_TASK DESCRIPTION:_
Restate all of the records below exactly. Do not carry over any image.

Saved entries
"""
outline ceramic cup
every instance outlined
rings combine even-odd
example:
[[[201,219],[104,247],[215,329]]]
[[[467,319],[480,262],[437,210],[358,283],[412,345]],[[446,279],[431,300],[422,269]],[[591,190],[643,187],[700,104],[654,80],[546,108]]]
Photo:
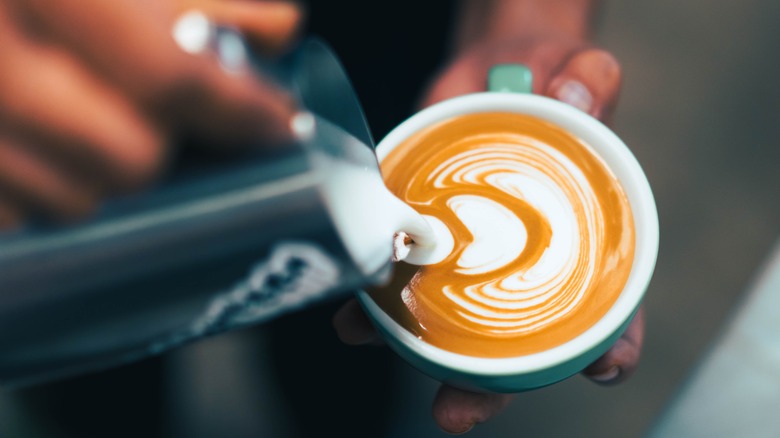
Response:
[[[637,312],[655,268],[658,213],[642,168],[609,128],[565,103],[530,94],[530,72],[522,66],[491,71],[488,91],[456,97],[413,115],[377,146],[381,160],[412,134],[455,116],[513,112],[539,117],[589,144],[619,179],[628,197],[636,235],[633,265],[623,291],[595,325],[565,344],[539,353],[509,358],[470,357],[434,347],[391,319],[365,291],[358,300],[387,344],[411,365],[450,385],[468,390],[517,392],[566,379],[603,355]]]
"""
_YOUR SOLUTION:_
outline ceramic cup
every instance outlined
rings combine even-odd
example:
[[[201,219],[104,247],[215,329]]]
[[[467,319],[480,262],[437,210],[358,283],[412,345]],[[446,279],[431,300],[422,269]],[[591,190],[643,187],[700,104],[654,80],[546,108]]]
Photo:
Response:
[[[637,312],[655,268],[658,213],[642,168],[609,128],[565,103],[530,94],[530,72],[522,66],[491,71],[488,91],[456,97],[413,115],[377,146],[381,160],[412,134],[455,116],[513,112],[539,117],[589,144],[619,179],[628,197],[636,235],[633,265],[623,291],[595,325],[565,344],[539,353],[509,358],[470,357],[434,347],[391,319],[365,291],[358,300],[387,344],[411,365],[450,385],[468,390],[517,392],[566,379],[603,355]]]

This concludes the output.